• _Exercise description_:
For the material that follows, list every line containing the word "single".

• _Data for this exercise_:
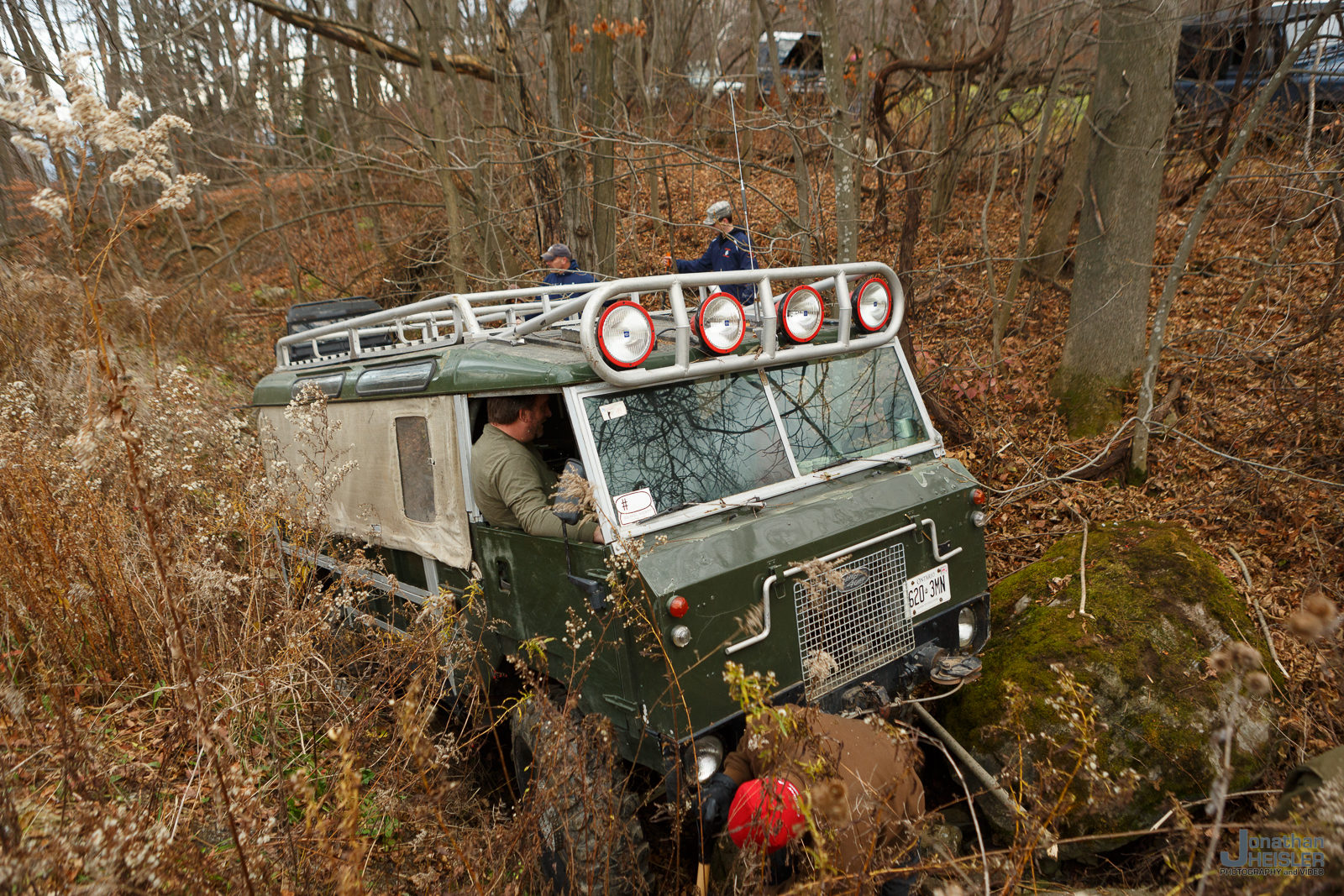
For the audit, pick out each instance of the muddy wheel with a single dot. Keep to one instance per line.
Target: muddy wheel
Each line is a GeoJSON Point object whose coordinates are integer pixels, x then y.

--

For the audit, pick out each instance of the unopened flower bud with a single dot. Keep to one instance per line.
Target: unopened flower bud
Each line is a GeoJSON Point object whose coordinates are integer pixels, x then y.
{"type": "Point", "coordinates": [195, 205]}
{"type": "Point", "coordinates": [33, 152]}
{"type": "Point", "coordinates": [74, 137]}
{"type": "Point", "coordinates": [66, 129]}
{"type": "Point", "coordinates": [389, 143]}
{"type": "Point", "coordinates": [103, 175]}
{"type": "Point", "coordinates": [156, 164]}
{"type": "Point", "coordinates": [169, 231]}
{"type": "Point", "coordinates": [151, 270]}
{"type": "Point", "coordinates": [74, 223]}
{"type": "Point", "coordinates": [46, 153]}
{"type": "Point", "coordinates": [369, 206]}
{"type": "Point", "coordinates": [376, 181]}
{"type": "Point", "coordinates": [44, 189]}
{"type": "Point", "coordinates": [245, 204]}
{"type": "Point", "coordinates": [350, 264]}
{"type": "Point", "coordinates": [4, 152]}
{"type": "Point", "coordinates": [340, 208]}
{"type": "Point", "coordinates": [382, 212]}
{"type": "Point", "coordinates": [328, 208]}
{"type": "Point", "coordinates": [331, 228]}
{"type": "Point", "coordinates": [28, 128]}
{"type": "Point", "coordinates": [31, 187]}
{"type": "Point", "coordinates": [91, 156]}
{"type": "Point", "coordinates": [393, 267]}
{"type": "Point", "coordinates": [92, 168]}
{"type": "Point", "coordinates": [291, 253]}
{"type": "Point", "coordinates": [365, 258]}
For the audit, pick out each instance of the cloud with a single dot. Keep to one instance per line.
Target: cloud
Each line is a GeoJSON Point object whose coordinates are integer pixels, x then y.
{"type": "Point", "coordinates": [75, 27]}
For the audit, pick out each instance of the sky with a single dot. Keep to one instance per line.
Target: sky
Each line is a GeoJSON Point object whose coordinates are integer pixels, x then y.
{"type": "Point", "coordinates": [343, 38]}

==

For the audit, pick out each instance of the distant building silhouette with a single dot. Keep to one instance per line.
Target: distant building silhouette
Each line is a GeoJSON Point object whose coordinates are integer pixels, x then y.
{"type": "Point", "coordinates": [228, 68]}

• _Result below_:
For the audit, pick out each instance of the muddy wheel with a single dot. Keep to one instance per line.
For the audit, pick out each instance of the unopened flower bud with a single dot. Keep to one instance per line.
For the audit, pick out each instance of the cloud with a single dot. Keep to one instance per line.
For the audit, pick out each instance of the sky with a single dot. Keep to one instance per line.
For the audit, pick out each instance of the distant building silhouette with a single dot. Keep to one instance per line.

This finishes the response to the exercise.